● **Travail demandé**: Recopiez à l'identique les lignes des enregistrements ci-dessous, depuis celle qui contient « trace blue football sock, every instance » jusqu'à celle qui contient « 264 176 L 262 », cette dernière comprise.

● **Données de travail**:
-.-.-

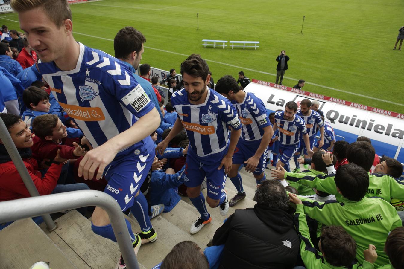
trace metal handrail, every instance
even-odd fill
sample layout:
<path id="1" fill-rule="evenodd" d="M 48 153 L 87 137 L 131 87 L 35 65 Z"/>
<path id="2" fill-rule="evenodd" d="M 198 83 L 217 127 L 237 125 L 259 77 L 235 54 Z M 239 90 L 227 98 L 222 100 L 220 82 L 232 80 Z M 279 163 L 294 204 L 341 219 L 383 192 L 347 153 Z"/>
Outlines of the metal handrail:
<path id="1" fill-rule="evenodd" d="M 36 187 L 34 184 L 32 179 L 28 173 L 25 165 L 24 164 L 24 162 L 23 161 L 23 159 L 21 158 L 21 156 L 20 156 L 18 150 L 17 150 L 17 148 L 11 139 L 11 137 L 10 136 L 8 130 L 1 117 L 0 117 L 0 138 L 1 138 L 3 144 L 7 150 L 7 152 L 8 152 L 8 154 L 11 157 L 14 165 L 15 165 L 17 171 L 18 171 L 18 173 L 20 174 L 29 195 L 31 197 L 39 196 L 38 190 L 36 189 Z M 44 219 L 44 221 L 50 231 L 52 231 L 57 227 L 49 214 L 44 215 L 42 216 L 42 218 Z"/>
<path id="2" fill-rule="evenodd" d="M 112 196 L 102 192 L 77 190 L 0 202 L 0 223 L 90 206 L 107 212 L 126 267 L 139 269 L 121 208 Z"/>

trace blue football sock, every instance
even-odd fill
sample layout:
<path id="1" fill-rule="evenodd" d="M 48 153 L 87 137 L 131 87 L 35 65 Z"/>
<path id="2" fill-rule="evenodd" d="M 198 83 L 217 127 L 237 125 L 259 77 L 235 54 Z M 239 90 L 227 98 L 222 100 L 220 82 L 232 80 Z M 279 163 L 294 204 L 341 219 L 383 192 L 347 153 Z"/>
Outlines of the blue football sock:
<path id="1" fill-rule="evenodd" d="M 295 165 L 296 165 L 296 168 L 298 169 L 300 168 L 300 165 L 299 165 L 299 162 L 297 161 L 297 159 L 300 157 L 298 155 L 293 155 L 293 160 L 295 160 Z"/>
<path id="2" fill-rule="evenodd" d="M 264 176 L 262 177 L 262 178 L 261 178 L 261 179 L 256 179 L 255 182 L 257 182 L 257 185 L 258 185 L 259 184 L 261 184 L 261 183 L 262 183 L 262 181 L 263 181 L 264 180 L 265 180 L 266 179 L 267 179 L 267 177 L 266 175 L 265 174 L 265 173 L 264 173 Z"/>
<path id="3" fill-rule="evenodd" d="M 189 200 L 201 214 L 201 219 L 203 221 L 208 220 L 210 215 L 208 213 L 208 209 L 206 208 L 206 205 L 205 204 L 205 197 L 204 197 L 202 192 L 201 192 L 199 196 L 195 198 L 190 198 Z"/>
<path id="4" fill-rule="evenodd" d="M 132 243 L 133 243 L 136 238 L 133 232 L 132 231 L 130 223 L 127 219 L 125 219 L 125 221 L 126 223 L 126 226 L 128 227 L 129 234 L 130 236 L 130 240 Z M 101 236 L 103 237 L 111 239 L 114 242 L 116 242 L 116 238 L 115 237 L 115 235 L 114 234 L 112 226 L 111 224 L 100 226 L 95 226 L 91 223 L 91 229 L 93 230 L 93 231 L 94 232 L 95 234 Z"/>
<path id="5" fill-rule="evenodd" d="M 146 198 L 143 193 L 139 192 L 134 198 L 133 205 L 130 207 L 130 212 L 137 221 L 143 232 L 148 231 L 153 228 L 149 218 L 148 209 Z"/>
<path id="6" fill-rule="evenodd" d="M 222 193 L 222 195 L 220 196 L 220 199 L 219 199 L 219 203 L 217 204 L 217 206 L 219 206 L 219 205 L 223 203 L 223 202 L 226 200 L 226 193 L 223 191 Z"/>
<path id="7" fill-rule="evenodd" d="M 230 177 L 230 180 L 231 181 L 231 183 L 234 185 L 234 187 L 236 187 L 238 193 L 244 192 L 244 189 L 243 188 L 243 184 L 242 184 L 242 180 L 240 173 L 238 173 L 237 175 L 234 177 Z"/>
<path id="8" fill-rule="evenodd" d="M 276 163 L 278 163 L 278 154 L 274 154 L 272 153 L 272 156 L 274 156 L 272 158 L 272 161 L 274 161 L 274 162 L 272 164 L 273 164 L 274 166 L 276 166 Z"/>
<path id="9" fill-rule="evenodd" d="M 287 164 L 284 165 L 283 168 L 284 168 L 285 170 L 286 170 L 288 172 L 290 171 L 290 167 L 289 166 L 289 163 L 288 163 Z"/>

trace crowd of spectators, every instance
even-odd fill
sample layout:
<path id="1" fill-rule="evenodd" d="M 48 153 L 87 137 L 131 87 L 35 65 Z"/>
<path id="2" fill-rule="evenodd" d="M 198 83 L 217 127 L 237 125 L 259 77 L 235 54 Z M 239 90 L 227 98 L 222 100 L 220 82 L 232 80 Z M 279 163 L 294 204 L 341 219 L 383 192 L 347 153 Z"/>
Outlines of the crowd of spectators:
<path id="1" fill-rule="evenodd" d="M 0 117 L 40 194 L 110 188 L 104 178 L 94 176 L 84 180 L 79 176 L 78 167 L 93 149 L 91 144 L 57 101 L 52 92 L 55 89 L 42 80 L 36 54 L 27 39 L 16 30 L 8 31 L 5 25 L 2 28 L 1 39 L 8 42 L 0 43 Z M 166 140 L 179 117 L 170 101 L 183 84 L 175 69 L 159 83 L 157 77 L 151 76 L 149 65 L 139 67 L 141 53 L 140 59 L 128 59 L 114 48 L 115 56 L 130 68 L 158 107 L 161 123 L 150 134 L 156 148 Z M 277 57 L 277 83 L 280 77 L 282 84 L 288 60 L 284 51 Z M 135 73 L 138 68 L 140 76 Z M 241 88 L 235 94 L 250 82 L 243 71 L 238 75 L 235 83 Z M 213 88 L 211 73 L 209 77 L 206 84 Z M 168 96 L 161 85 L 166 82 Z M 301 89 L 305 82 L 301 79 L 294 88 Z M 350 144 L 336 141 L 330 123 L 327 127 L 327 122 L 323 123 L 318 102 L 312 102 L 304 107 L 318 115 L 318 128 L 314 133 L 321 129 L 324 138 L 313 151 L 306 149 L 305 158 L 295 158 L 297 167 L 299 164 L 310 166 L 291 172 L 287 165 L 296 151 L 290 152 L 285 161 L 280 142 L 282 134 L 277 129 L 281 115 L 284 121 L 289 120 L 286 113 L 291 113 L 291 119 L 298 117 L 295 116 L 297 112 L 303 113 L 297 111 L 297 105 L 294 109 L 293 104 L 287 104 L 284 111 L 267 115 L 274 131 L 268 150 L 277 169 L 271 171 L 274 179 L 265 179 L 264 175 L 257 181 L 254 207 L 236 210 L 229 216 L 212 235 L 212 246 L 204 251 L 191 242 L 179 242 L 155 268 L 404 268 L 404 211 L 398 211 L 400 206 L 392 200 L 404 200 L 404 182 L 400 180 L 402 165 L 393 158 L 378 156 L 367 138 L 360 137 Z M 302 118 L 304 115 L 303 113 Z M 302 144 L 306 142 L 304 128 L 302 137 L 296 138 Z M 181 199 L 179 194 L 186 195 L 181 189 L 186 188 L 189 144 L 185 131 L 179 132 L 153 161 L 140 188 L 150 219 L 172 210 Z M 314 144 L 313 140 L 311 148 Z M 278 155 L 282 165 L 277 163 Z M 1 141 L 0 155 L 0 201 L 29 197 Z M 267 157 L 267 165 L 270 160 Z M 78 210 L 86 215 L 94 209 Z M 129 214 L 129 209 L 125 211 Z M 40 218 L 35 220 L 41 221 Z M 1 224 L 0 229 L 10 223 Z"/>

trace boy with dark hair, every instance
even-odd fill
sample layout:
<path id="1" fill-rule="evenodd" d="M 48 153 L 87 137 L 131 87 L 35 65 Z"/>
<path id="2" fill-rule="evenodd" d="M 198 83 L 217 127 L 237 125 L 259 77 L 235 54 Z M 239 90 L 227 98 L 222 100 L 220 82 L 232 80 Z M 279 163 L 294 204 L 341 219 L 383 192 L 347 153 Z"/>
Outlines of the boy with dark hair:
<path id="1" fill-rule="evenodd" d="M 332 153 L 337 156 L 337 163 L 335 164 L 335 169 L 338 169 L 338 167 L 348 163 L 347 160 L 347 148 L 349 145 L 349 143 L 346 141 L 341 140 L 337 141 L 334 144 L 334 150 Z"/>
<path id="2" fill-rule="evenodd" d="M 167 113 L 164 116 L 164 121 L 167 123 L 174 125 L 178 114 L 174 110 L 171 102 L 169 102 L 166 105 L 166 110 L 167 111 Z"/>
<path id="3" fill-rule="evenodd" d="M 347 149 L 347 158 L 350 164 L 355 164 L 366 171 L 372 167 L 375 156 L 375 149 L 367 142 L 357 141 L 349 145 Z M 337 170 L 344 167 L 345 165 Z M 286 171 L 272 170 L 272 175 L 279 179 L 286 179 L 289 182 L 295 182 L 307 185 L 317 190 L 334 194 L 337 200 L 342 200 L 343 197 L 336 189 L 335 175 L 330 174 L 313 176 L 290 173 Z M 368 173 L 368 188 L 365 192 L 366 197 L 377 196 L 389 202 L 391 198 L 404 200 L 404 182 L 388 175 Z M 345 197 L 345 198 L 347 198 Z"/>
<path id="4" fill-rule="evenodd" d="M 23 71 L 18 62 L 13 59 L 13 52 L 8 44 L 0 43 L 0 67 L 4 67 L 15 77 Z"/>
<path id="5" fill-rule="evenodd" d="M 170 82 L 170 87 L 168 88 L 168 99 L 170 99 L 171 98 L 171 96 L 173 95 L 173 94 L 174 92 L 177 90 L 177 81 L 174 79 L 171 79 L 169 81 Z"/>
<path id="6" fill-rule="evenodd" d="M 373 173 L 385 174 L 400 179 L 403 173 L 403 165 L 396 159 L 383 155 L 380 163 L 376 165 Z"/>
<path id="7" fill-rule="evenodd" d="M 32 121 L 32 156 L 37 160 L 53 160 L 60 150 L 60 156 L 65 159 L 77 159 L 86 152 L 76 142 L 74 146 L 65 145 L 67 137 L 66 127 L 56 115 L 38 116 Z"/>
<path id="8" fill-rule="evenodd" d="M 360 262 L 363 263 L 363 252 L 371 244 L 375 246 L 379 256 L 375 265 L 388 264 L 388 258 L 383 252 L 386 238 L 391 231 L 402 225 L 395 209 L 382 199 L 365 197 L 369 187 L 369 174 L 356 165 L 349 163 L 340 167 L 335 180 L 341 202 L 319 202 L 302 198 L 303 206 L 298 205 L 297 210 L 304 211 L 324 225 L 342 226 L 358 244 L 356 259 Z M 293 203 L 300 203 L 297 196 L 291 194 L 289 197 Z"/>
<path id="9" fill-rule="evenodd" d="M 209 269 L 209 263 L 196 244 L 190 241 L 174 246 L 163 261 L 153 269 Z"/>
<path id="10" fill-rule="evenodd" d="M 404 227 L 391 231 L 386 240 L 384 251 L 389 256 L 391 265 L 379 267 L 383 269 L 404 268 Z"/>
<path id="11" fill-rule="evenodd" d="M 233 165 L 227 175 L 237 190 L 237 194 L 229 204 L 233 206 L 246 197 L 241 176 L 238 173 L 240 165 L 244 165 L 246 171 L 253 173 L 257 184 L 266 179 L 264 170 L 268 145 L 274 130 L 262 101 L 254 94 L 240 90 L 233 77 L 222 77 L 218 81 L 215 89 L 231 102 L 241 122 L 241 137 L 236 146 Z"/>
<path id="12" fill-rule="evenodd" d="M 320 251 L 318 251 L 310 239 L 306 214 L 303 210 L 304 207 L 301 201 L 298 196 L 296 197 L 292 194 L 289 195 L 291 202 L 297 203 L 293 222 L 301 239 L 300 255 L 307 268 L 332 269 L 341 267 L 352 269 L 374 268 L 373 263 L 377 258 L 374 246 L 369 245 L 369 248 L 364 251 L 365 261 L 363 267 L 359 263 L 353 263 L 356 261 L 356 242 L 340 226 L 331 225 L 323 227 L 318 242 Z"/>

-.-.-

● **Réponse finale**:
trace blue football sock, every instance
even-odd fill
sample layout:
<path id="1" fill-rule="evenodd" d="M 48 153 L 87 137 L 131 87 L 35 65 Z"/>
<path id="2" fill-rule="evenodd" d="M 198 83 L 217 127 L 237 125 L 259 77 L 235 54 Z M 239 90 L 227 98 L 222 100 L 220 82 L 232 80 Z M 279 163 L 294 204 L 341 219 L 383 192 L 347 153 Z"/>
Outlines of the blue football sock:
<path id="1" fill-rule="evenodd" d="M 295 165 L 296 165 L 296 168 L 298 169 L 300 168 L 300 165 L 299 165 L 299 162 L 297 161 L 297 159 L 300 157 L 298 155 L 293 155 L 293 160 L 295 160 Z"/>
<path id="2" fill-rule="evenodd" d="M 264 176 L 262 177 L 262 178 L 261 178 L 261 179 L 256 179 L 255 182 L 257 182 L 257 185 L 258 185 L 259 184 L 261 184 L 261 183 L 262 183 L 262 181 L 263 181 L 264 180 L 265 180 L 266 179 L 267 179 L 267 177 L 266 175 L 265 174 L 265 173 L 264 173 Z"/>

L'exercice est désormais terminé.